Aim of the exercise :: Where a line below includes the word "mountain", copy that line.
--- Available data Enclosed Below ---
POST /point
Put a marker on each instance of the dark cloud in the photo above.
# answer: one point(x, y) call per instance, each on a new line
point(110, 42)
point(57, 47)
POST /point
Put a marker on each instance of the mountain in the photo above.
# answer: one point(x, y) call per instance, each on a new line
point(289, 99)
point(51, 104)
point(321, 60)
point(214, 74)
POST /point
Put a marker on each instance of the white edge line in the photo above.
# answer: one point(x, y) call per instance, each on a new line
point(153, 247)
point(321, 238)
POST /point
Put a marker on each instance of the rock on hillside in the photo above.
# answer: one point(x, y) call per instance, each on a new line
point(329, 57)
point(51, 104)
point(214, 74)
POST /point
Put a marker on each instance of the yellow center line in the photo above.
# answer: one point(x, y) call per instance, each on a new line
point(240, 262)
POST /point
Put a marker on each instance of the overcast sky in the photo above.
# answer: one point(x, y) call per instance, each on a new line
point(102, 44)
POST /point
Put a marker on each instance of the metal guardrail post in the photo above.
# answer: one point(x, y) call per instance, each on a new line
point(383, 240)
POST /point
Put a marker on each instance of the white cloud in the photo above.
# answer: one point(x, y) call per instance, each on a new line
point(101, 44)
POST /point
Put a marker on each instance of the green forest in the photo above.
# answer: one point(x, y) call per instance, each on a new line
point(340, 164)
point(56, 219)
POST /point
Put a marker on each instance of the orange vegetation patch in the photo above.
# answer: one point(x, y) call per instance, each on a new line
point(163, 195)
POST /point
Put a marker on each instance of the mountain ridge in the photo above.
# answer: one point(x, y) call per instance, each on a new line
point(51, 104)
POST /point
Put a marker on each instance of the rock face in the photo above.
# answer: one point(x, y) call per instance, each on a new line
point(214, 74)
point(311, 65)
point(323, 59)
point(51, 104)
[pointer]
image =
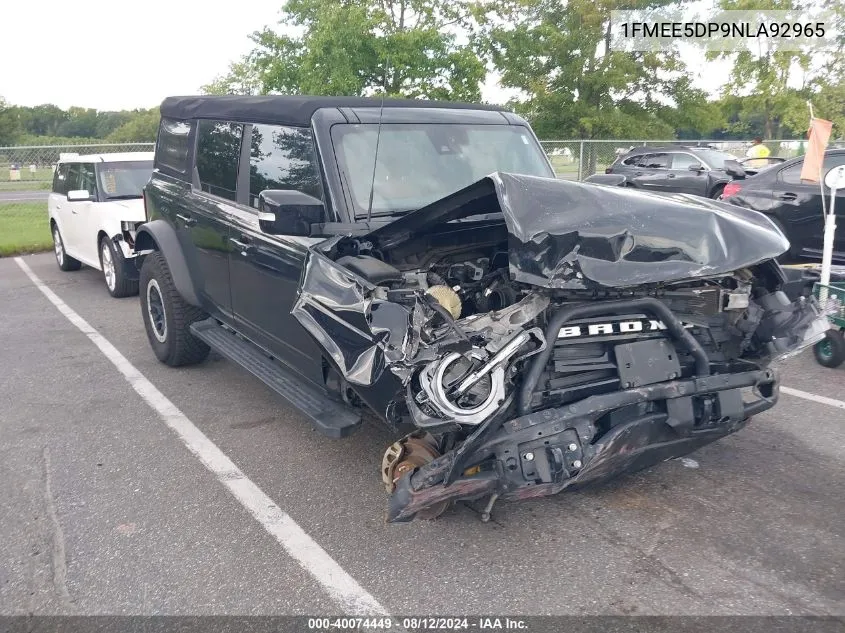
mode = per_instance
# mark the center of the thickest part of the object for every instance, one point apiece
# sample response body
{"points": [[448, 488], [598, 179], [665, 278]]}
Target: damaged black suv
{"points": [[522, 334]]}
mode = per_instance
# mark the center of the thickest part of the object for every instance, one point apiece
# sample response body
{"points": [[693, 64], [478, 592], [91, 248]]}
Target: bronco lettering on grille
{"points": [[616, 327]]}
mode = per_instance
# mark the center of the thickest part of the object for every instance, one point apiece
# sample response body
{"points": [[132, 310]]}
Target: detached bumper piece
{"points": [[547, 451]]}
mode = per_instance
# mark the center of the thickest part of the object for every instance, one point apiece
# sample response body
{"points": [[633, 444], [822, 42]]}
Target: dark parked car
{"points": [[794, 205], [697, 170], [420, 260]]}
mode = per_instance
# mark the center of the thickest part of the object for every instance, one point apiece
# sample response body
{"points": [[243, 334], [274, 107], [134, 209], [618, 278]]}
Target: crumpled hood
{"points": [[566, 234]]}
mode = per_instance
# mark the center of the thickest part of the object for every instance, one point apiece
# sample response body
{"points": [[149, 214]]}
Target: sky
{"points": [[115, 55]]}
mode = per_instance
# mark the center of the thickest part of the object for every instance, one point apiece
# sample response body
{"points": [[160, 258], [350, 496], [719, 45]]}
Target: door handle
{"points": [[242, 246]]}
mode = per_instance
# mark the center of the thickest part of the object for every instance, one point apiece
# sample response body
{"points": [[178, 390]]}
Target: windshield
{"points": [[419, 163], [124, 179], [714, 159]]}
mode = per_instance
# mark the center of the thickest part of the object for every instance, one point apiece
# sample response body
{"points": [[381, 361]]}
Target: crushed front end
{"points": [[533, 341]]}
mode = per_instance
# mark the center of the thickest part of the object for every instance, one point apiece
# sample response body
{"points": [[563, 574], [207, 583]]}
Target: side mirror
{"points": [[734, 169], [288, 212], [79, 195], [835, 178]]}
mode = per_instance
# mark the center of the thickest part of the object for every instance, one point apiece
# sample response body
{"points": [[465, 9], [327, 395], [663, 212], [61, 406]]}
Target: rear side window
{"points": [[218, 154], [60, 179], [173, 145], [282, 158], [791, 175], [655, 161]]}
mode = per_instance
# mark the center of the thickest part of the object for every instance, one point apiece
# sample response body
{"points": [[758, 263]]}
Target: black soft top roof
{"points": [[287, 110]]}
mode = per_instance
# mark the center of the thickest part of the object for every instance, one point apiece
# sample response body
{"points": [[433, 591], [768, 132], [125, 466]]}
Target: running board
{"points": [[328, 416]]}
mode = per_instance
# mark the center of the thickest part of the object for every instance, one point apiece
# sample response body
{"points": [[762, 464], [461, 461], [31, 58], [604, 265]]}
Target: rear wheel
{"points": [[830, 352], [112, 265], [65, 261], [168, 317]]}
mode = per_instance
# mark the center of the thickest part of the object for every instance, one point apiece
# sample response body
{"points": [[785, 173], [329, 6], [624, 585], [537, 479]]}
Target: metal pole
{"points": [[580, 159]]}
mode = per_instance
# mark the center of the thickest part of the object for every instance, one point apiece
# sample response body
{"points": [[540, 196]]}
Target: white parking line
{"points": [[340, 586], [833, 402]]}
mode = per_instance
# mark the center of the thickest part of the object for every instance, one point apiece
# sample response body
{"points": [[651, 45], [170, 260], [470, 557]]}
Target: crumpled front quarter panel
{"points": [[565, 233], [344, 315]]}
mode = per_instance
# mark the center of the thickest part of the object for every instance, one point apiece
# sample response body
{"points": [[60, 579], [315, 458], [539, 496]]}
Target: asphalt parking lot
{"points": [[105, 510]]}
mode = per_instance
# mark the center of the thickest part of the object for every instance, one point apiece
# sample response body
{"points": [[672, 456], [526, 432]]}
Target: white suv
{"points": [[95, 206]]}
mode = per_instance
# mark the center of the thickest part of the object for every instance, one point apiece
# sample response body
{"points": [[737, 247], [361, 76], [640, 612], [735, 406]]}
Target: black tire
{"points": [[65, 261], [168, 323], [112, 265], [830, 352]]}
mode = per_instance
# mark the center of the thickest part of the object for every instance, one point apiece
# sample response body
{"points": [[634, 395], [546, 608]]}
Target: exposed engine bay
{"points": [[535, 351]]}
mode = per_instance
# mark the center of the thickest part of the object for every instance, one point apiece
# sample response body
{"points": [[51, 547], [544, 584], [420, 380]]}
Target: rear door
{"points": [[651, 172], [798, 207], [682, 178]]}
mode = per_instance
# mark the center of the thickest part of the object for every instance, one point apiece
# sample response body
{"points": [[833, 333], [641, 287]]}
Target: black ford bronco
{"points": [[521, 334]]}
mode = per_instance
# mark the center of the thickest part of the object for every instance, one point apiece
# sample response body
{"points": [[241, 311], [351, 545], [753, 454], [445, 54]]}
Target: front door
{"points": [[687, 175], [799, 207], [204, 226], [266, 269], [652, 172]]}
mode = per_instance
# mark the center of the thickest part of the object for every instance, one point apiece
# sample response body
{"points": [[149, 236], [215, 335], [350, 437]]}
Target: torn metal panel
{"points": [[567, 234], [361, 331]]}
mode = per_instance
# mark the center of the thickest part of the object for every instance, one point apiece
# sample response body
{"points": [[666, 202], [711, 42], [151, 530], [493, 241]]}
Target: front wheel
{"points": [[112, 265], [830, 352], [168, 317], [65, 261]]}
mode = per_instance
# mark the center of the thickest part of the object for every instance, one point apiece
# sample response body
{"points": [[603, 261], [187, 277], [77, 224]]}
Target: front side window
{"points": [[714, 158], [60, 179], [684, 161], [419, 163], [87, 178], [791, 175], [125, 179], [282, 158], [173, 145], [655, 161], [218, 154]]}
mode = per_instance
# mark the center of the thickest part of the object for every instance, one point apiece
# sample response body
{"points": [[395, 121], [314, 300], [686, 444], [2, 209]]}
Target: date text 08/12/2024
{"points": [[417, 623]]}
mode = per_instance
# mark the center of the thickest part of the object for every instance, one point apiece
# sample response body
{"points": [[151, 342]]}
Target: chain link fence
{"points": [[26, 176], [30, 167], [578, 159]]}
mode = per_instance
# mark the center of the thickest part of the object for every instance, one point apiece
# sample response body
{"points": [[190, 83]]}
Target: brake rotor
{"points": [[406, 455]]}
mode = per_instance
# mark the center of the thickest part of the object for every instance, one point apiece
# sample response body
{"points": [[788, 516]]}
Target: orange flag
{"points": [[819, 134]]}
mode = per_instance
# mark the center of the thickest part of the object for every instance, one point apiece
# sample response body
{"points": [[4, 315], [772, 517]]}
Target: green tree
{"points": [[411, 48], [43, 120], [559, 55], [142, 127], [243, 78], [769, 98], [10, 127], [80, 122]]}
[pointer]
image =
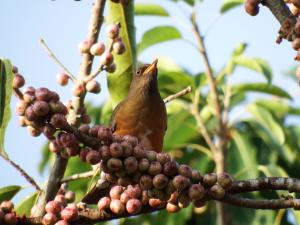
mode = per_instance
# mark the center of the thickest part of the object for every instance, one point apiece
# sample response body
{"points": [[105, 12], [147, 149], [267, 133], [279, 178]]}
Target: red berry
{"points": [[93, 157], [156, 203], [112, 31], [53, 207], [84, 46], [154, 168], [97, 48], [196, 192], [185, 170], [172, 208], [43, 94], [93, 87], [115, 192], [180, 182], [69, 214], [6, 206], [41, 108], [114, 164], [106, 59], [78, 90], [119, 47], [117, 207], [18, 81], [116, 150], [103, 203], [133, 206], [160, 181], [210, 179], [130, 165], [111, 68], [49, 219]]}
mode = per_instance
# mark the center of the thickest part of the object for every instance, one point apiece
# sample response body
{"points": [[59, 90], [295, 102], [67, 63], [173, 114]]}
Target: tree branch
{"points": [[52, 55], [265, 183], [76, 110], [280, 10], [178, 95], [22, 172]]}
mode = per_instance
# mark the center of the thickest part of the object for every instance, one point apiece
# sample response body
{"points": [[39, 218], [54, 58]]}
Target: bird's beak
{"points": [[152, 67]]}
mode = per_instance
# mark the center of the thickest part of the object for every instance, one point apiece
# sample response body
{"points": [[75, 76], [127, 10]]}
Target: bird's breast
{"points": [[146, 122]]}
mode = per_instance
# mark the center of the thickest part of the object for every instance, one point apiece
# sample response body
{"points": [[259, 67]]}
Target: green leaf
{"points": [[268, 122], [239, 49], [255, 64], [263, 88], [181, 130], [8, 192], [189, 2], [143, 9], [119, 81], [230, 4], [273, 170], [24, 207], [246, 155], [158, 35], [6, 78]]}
--- End of Enclosed Available data ---
--- Available data Enclosed Below ---
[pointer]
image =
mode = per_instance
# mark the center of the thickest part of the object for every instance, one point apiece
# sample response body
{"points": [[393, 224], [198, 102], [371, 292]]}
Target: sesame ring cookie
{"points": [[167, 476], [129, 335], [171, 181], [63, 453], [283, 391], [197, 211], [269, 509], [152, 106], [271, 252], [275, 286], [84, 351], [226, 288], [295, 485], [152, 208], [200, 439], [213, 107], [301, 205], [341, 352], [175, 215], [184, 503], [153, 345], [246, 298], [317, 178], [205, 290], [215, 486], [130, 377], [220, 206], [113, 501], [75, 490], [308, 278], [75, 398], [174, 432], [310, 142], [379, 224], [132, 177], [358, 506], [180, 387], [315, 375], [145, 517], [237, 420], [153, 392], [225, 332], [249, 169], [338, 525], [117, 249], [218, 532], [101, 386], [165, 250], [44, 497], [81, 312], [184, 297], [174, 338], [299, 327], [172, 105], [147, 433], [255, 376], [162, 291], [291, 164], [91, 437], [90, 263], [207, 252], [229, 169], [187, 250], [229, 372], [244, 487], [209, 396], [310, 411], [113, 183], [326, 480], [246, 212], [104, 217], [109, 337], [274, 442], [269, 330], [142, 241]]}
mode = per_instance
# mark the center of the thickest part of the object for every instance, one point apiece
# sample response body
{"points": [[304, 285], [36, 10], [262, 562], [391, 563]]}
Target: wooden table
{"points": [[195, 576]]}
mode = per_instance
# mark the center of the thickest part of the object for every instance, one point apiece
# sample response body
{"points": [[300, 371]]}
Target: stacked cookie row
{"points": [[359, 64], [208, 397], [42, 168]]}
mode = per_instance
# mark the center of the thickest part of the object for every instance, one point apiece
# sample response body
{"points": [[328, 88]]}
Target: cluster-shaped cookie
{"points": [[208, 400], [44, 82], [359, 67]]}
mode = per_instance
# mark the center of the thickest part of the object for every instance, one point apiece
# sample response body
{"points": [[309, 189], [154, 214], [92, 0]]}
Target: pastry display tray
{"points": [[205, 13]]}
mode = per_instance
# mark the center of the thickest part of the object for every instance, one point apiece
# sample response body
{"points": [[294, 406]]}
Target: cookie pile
--- End of Enclosed Available data ---
--- Available data Enclosed Below ---
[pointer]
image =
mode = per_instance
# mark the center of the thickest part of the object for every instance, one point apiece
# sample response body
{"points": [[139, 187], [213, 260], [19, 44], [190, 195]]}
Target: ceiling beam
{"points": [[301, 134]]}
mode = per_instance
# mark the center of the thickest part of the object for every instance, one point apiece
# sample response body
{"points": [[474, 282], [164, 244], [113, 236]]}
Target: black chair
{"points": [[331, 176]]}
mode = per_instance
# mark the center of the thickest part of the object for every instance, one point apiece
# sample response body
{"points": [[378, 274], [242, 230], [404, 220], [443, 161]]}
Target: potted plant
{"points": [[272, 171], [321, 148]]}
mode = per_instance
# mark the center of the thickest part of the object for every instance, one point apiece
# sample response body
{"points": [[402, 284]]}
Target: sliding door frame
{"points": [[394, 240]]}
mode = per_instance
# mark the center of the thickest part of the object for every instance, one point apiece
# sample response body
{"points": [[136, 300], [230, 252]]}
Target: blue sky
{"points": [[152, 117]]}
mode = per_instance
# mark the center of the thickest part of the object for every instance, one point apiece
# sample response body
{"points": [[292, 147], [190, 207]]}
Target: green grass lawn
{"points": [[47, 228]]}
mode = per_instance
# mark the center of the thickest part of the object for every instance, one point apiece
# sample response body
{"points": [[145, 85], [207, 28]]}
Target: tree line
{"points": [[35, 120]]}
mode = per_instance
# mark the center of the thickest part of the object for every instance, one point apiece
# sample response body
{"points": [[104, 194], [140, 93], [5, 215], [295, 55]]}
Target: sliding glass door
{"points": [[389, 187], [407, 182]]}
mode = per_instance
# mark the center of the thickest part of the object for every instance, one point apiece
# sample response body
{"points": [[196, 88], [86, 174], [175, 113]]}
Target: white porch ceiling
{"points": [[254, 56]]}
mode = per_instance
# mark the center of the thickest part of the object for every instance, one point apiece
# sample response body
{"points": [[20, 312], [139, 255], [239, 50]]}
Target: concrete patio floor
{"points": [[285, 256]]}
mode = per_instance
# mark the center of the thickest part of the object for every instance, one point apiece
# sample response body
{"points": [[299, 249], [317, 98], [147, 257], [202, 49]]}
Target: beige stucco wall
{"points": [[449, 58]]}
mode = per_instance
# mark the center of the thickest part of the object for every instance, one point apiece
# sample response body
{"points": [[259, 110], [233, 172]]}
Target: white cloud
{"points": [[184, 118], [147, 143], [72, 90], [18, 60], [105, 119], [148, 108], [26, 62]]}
--- End of Enclosed Available data ---
Your solution ::
Put a marker on each instance of the mountain in the photo above.
Put a marker on each instance of the mountain ridge in the photo above.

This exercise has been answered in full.